TASK DIRECTIONS: Rewrite the items below, substituting "one point per object" for every occurrence of "one point per instance" and leaving everything else as it stands.

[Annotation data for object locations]
'''

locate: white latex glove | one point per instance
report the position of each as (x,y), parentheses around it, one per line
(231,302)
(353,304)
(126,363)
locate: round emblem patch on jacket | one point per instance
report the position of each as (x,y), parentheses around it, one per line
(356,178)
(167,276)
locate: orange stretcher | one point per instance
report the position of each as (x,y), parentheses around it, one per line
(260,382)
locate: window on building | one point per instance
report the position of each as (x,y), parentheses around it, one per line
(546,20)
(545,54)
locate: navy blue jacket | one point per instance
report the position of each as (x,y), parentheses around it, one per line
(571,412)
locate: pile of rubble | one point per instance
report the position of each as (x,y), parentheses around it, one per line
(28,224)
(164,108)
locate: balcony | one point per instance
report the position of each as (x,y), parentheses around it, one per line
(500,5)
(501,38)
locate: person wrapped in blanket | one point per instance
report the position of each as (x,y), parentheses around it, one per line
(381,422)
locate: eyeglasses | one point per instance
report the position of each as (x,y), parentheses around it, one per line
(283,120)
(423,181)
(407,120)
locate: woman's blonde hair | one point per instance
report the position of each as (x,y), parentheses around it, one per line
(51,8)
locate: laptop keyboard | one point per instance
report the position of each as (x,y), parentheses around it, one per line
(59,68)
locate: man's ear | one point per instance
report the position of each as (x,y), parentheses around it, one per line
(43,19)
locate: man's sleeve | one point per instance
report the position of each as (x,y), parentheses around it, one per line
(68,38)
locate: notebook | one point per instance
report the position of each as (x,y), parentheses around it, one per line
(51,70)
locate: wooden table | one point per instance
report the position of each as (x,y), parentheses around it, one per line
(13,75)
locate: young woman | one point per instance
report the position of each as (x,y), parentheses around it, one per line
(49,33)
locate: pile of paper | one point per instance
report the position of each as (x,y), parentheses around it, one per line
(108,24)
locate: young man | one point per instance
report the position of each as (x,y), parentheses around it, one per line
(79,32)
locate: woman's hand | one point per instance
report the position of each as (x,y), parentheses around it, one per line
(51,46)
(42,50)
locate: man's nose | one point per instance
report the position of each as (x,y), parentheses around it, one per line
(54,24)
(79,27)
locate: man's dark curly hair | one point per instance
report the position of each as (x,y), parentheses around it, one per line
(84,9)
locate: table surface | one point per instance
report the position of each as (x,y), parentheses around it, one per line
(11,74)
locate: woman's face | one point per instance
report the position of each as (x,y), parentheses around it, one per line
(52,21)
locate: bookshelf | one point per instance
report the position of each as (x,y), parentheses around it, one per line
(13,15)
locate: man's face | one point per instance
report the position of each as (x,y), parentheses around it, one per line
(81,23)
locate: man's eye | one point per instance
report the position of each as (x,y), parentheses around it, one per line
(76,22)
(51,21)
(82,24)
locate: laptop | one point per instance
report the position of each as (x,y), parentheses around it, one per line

'''

SOLVED PROBLEM:
locate: white latex glove | one point per object
report the position of each as (x,y), parentheses around it, one per line
(231,302)
(353,304)
(126,363)
locate: round emblem patch on jacket | one point per object
report the position of each as (x,y), parentheses around it, one per line
(356,178)
(167,276)
locate: orange stretcher | one point per object
report the position of each as (x,y), parentheses around it, one per line
(260,382)
locate: window on building | one point per object
report the position of each as (x,y), parentheses around it, one per line
(546,20)
(545,54)
locate: navy blue jacket | one point per object
report the position of each as (x,y), parentheses around it, one per line
(571,412)
locate: pile of rubble | one point per object
report the position of each as (x,y), parentheses around it, one per line
(28,224)
(164,108)
locate: balcony | one point per object
report the position of each as (x,y), parentheses around it, one per line
(500,5)
(501,38)
locate: person wrapped in blanket | one point per object
report the position of each as (x,y), parentheses around it, one per line
(381,422)
locate: eyeglasses | one point per object
report the position of each as (x,y), parentheses around it, one per line
(283,120)
(423,181)
(407,120)
locate: woman's blonde hair | one point per object
report the position of each as (x,y), parentheses around it, one per line
(51,8)
locate: laptop keyboard | one point per object
report the position of each as (x,y), parentheses around it, one per line
(59,68)
locate: man's ear | one point per object
report the position of each as (x,y), parentheses around it, one per line
(43,19)
locate: man's sleeve | one point per object
report the position of each as (x,y), parentheses around it, one per line
(68,38)
locate: notebook | one point per object
report the position of each as (x,y), parentheses around it, one per line
(51,70)
locate: wooden table | one point per object
report the position of each as (x,y), parentheses around it, one per line
(13,75)
locate: young woman | one point per object
report the position of each as (x,y), parentheses around it, one per line
(49,33)
locate: pile of paper | one point per object
report the position of each as (x,y), parentheses around it, one per line
(108,24)
locate: young man | one point per object
report the position of each as (x,y), parentheses around it, one per line
(79,32)
locate: woman's hand | one point per object
report the position of each as (x,y), parentheses around it, one per line
(51,46)
(42,50)
locate: man's nose | one point per object
report the position of each as (x,y), parentheses around it, one per line
(54,24)
(79,27)
locate: man's dark curly hair | one point per object
report the position of each as (x,y), parentheses around it, one per line
(84,9)
locate: table surface | one point per object
report the position of each as (x,y), parentheses around it, one per line
(11,74)
locate: woman's face | one point per object
report the position of each as (x,y), parentheses around it, one per line
(52,21)
locate: bookshelf | one point per object
report the position of each as (x,y), parentheses around it, one per line
(13,15)
locate: man's face | one point per object
report the position of each as (x,y), parentheses around it, one per line
(81,23)
locate: man's eye | one point per object
report the position of each as (x,y), parentheses around it, one per line
(76,22)
(51,21)
(82,24)
locate: laptop | one point per object
report the position of each as (x,y), parentheses around it, one per line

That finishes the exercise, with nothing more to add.